» TEXT SECTION:
+ + + +

Due Diligence Guide · Senior Care / Home Health

Due Diligence Guide: Acquiring a Home Health or Senior Care Agency

What to verify before buying a licensed home health or non-medical senior care business — from Medicare certification and payer mix to caregiver retention and billing compliance.

Find Senior Care / Home Health Acquisition Targets

Acquiring a home health or senior care agency involves risks far beyond standard financial review. Buyers must validate licensing and CMS certification transferability, assess payer mix concentration, confirm caregiver workforce stability, and audit billing accuracy — all before committing capital. This guide walks through every critical checkpoint for lower middle market deals in the $1M–$5M revenue range.

Senior Care / Home Health Due Diligence Phases

01

Phase 1: Regulatory and Licensing Verification

Confirm all federal and state licenses, Medicare and Medicaid certifications, and compliance history are clean, current, and transferable to a new owner under an asset purchase structure.

State License Status and Transferabilitycritical

Confirm all state home health or personal care licenses are active and determine whether they transfer automatically or require re-application under new ownership, which can delay operations.

+ + + +

» Extracted data entries:
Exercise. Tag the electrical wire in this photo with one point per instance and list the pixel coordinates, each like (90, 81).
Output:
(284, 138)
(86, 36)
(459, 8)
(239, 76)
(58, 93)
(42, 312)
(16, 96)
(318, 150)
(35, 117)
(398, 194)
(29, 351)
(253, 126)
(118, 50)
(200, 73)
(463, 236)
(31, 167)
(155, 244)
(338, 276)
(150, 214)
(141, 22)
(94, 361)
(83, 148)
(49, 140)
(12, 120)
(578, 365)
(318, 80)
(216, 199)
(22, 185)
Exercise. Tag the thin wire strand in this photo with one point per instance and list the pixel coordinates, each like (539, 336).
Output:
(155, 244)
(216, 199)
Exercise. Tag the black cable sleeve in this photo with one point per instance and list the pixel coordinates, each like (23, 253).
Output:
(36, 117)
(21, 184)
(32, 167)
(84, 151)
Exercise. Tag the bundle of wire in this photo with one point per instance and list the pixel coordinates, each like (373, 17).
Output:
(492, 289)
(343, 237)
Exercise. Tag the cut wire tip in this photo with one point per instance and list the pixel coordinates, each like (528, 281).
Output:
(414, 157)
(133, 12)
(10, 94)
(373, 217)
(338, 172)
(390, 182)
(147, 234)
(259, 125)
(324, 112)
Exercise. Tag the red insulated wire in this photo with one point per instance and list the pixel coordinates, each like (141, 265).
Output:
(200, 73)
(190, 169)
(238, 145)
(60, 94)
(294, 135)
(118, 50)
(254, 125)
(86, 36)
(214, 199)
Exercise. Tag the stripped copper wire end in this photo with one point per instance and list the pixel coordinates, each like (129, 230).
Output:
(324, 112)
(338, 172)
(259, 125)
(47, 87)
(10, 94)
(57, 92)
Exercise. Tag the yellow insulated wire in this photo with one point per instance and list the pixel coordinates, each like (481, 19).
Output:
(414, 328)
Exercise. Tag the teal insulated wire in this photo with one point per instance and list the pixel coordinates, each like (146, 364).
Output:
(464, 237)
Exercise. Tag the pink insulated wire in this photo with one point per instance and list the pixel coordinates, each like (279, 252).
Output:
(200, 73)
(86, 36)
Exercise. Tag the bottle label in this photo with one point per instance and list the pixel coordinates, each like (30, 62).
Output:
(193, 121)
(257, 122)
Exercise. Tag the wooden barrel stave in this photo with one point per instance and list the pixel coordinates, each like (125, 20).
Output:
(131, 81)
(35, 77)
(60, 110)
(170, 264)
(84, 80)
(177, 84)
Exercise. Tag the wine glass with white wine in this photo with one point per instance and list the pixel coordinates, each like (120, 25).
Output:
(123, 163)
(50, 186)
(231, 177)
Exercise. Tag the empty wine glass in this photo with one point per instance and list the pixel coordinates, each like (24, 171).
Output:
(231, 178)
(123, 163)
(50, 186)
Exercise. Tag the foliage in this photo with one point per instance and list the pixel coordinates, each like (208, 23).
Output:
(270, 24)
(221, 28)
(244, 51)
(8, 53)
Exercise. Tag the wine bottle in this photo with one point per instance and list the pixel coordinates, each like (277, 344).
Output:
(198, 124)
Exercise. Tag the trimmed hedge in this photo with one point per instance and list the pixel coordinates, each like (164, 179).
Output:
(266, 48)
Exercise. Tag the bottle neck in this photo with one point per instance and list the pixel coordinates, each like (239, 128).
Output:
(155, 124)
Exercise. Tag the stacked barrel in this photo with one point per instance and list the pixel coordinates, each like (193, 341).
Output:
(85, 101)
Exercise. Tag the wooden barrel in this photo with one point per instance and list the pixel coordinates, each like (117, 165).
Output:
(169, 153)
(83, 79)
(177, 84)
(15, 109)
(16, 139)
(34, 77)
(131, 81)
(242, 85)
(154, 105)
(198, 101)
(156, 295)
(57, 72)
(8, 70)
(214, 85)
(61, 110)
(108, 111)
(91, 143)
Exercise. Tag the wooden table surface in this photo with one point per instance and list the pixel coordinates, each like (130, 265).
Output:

+ + + +

» WHAT YOU WILL DO:
[1] In the due diligence guide, what revenue range does the guidance cover for lower middle market deals?
[2] Resume the home health acquisition guide from the point where it stops.

» RESULTS FOR EACH TASK:
[1] $1M–$5M

[2]
Medicare and Medicaid Certification Reviewcritical

Obtain CMS certification numbers, review most recent state survey results, and confirm no open deficiencies, Plans of Correction, or pending audits that could jeopardize reimbursement post-close.

HIPAA and Employment Compliance Historyimportant

Review any HIPAA breach history, wage-and-hour claims related to caregiver overtime, and independent contractor misclassification exposure — common and costly issues in home care operations.

02

Phase 2: Revenue Quality and Payer Mix Analysis

Assess the sustainability, recurrence, and risk profile of all revenue streams by dissecting payer sources, client concentration, billing accuracy, and accounts receivable aging.

Payer Mix Breakdown and Reimbursement Riskcritical

Quantify revenue split between private pay, Medicaid, and Medicare. Medicaid-heavy books carry rate-cut risk and thinner margins; private-pay revenue commands higher multiples and better cash flow.

Client Concentration and Care Plan Tenurecritical

Identify any single client exceeding 10% of revenue. Review average care plan duration and churn rates — long-tenured clients validate revenue durability and reduce post-acquisition revenue risk.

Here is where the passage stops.